▶ [Prompt]:
Your output should be each line from the material below that has the word "front".

——

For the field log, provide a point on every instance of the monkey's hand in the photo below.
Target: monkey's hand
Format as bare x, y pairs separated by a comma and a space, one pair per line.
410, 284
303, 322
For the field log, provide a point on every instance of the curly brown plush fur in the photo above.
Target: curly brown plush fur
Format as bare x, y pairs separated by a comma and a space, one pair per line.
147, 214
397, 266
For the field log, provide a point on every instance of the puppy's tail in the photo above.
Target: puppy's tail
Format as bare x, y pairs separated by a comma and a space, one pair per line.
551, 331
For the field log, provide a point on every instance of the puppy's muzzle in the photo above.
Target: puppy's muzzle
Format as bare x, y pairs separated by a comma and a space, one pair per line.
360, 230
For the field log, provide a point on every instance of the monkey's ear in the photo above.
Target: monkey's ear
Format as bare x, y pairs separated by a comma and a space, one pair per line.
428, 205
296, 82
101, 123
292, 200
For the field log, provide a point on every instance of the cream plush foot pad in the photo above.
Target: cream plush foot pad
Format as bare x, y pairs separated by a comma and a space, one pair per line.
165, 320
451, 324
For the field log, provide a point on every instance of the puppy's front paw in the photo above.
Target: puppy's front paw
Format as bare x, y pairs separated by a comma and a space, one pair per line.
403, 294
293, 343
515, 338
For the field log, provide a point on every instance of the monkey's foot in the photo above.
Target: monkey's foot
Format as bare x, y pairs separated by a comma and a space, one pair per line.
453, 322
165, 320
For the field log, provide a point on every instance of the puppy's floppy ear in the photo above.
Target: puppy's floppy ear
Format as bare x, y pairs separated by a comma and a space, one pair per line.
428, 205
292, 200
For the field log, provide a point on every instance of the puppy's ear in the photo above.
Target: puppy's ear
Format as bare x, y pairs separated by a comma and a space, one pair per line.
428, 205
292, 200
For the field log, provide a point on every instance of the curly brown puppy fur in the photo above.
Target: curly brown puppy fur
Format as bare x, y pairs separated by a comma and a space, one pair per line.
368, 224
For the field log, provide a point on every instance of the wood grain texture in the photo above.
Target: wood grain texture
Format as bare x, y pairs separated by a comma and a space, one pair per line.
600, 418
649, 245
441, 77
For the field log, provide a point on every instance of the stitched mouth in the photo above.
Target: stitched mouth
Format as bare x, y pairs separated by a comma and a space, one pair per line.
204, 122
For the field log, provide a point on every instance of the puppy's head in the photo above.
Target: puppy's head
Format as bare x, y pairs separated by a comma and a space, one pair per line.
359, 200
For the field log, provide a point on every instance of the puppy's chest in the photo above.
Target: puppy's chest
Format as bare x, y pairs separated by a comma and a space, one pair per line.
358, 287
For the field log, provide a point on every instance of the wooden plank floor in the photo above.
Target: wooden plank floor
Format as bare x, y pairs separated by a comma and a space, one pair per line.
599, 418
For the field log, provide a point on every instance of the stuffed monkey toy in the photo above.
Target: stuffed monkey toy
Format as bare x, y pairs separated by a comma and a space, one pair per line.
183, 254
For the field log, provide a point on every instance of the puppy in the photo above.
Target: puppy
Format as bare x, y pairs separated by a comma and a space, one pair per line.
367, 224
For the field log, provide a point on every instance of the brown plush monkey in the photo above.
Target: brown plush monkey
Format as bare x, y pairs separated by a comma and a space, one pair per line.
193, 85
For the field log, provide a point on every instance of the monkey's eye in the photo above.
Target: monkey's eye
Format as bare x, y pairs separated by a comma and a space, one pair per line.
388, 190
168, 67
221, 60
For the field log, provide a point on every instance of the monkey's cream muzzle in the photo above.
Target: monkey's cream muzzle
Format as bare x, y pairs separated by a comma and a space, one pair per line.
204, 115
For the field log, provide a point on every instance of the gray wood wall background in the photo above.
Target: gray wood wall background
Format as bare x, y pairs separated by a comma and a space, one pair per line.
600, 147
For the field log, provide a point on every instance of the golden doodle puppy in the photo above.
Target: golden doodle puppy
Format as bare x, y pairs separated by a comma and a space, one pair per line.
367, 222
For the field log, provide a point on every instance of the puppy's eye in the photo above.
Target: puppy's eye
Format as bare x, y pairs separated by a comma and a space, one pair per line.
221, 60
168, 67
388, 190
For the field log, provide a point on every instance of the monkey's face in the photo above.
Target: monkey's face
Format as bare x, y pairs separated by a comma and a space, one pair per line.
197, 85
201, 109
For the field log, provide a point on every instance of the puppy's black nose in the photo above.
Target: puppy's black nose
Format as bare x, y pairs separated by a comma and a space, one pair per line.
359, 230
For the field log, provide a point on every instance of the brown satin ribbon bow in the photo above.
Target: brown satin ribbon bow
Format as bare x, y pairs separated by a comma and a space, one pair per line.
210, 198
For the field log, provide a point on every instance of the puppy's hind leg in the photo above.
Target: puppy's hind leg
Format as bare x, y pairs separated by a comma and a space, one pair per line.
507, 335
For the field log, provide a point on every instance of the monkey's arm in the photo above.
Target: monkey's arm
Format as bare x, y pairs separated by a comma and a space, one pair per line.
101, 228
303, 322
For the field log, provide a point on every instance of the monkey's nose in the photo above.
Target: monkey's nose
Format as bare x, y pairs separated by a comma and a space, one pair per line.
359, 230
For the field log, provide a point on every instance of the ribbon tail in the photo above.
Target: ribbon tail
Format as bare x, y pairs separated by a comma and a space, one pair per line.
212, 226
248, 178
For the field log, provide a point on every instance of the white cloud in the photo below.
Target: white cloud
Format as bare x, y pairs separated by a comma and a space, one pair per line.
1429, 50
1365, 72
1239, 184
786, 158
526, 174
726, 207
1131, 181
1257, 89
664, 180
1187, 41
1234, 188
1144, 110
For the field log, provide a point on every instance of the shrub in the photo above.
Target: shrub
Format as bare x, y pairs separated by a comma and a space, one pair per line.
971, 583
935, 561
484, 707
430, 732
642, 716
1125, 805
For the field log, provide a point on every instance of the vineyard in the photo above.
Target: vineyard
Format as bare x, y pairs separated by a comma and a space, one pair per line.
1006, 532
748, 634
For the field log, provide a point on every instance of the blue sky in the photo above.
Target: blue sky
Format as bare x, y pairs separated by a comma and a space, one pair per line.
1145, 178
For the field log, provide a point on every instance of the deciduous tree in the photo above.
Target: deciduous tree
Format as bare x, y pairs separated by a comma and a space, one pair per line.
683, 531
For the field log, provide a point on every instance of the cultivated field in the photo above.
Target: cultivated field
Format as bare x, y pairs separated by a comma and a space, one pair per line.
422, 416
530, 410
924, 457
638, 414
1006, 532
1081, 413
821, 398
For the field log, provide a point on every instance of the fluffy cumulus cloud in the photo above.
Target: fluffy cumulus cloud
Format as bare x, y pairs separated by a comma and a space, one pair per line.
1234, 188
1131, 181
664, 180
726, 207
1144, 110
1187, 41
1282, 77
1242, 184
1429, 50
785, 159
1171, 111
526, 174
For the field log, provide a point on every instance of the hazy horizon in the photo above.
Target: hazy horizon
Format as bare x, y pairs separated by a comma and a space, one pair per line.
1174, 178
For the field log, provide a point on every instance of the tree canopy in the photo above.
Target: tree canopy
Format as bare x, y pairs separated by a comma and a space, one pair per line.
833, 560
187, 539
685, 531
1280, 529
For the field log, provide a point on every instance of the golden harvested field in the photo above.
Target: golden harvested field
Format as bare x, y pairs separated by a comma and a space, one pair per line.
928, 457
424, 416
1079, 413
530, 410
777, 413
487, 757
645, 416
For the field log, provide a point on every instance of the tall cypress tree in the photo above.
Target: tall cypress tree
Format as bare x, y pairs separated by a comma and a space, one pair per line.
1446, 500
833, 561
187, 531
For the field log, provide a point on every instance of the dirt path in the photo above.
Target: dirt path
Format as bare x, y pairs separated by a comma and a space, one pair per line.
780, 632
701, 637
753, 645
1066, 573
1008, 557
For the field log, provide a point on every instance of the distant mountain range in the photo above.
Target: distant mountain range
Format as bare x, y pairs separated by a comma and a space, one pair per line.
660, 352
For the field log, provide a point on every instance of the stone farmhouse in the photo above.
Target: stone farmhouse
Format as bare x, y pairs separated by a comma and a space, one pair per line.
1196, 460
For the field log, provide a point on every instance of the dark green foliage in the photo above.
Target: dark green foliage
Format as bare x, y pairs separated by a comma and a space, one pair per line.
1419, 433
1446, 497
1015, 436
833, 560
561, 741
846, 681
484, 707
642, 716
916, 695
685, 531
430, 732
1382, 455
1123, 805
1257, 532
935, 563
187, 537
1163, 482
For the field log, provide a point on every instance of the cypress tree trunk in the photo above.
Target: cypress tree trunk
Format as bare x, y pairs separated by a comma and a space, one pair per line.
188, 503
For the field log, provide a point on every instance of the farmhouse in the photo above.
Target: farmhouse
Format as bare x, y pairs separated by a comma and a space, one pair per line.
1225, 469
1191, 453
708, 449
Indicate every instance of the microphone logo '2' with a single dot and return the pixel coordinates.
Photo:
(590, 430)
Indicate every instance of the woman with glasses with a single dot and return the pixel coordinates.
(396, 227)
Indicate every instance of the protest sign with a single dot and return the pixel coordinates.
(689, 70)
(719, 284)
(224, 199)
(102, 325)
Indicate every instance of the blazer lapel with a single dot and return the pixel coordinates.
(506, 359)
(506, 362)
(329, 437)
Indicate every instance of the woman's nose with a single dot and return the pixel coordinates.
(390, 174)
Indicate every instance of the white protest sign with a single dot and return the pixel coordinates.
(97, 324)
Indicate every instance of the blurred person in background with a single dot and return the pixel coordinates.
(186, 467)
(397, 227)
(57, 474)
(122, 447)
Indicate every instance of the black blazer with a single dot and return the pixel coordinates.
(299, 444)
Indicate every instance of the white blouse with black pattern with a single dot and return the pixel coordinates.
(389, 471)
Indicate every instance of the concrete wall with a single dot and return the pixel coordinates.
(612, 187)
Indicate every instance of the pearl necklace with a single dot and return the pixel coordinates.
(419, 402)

——

▶ [Solution for this task]:
For the field log, provide a point on every instance of the puppy's front paw in the photo above.
Target: puppy's front paw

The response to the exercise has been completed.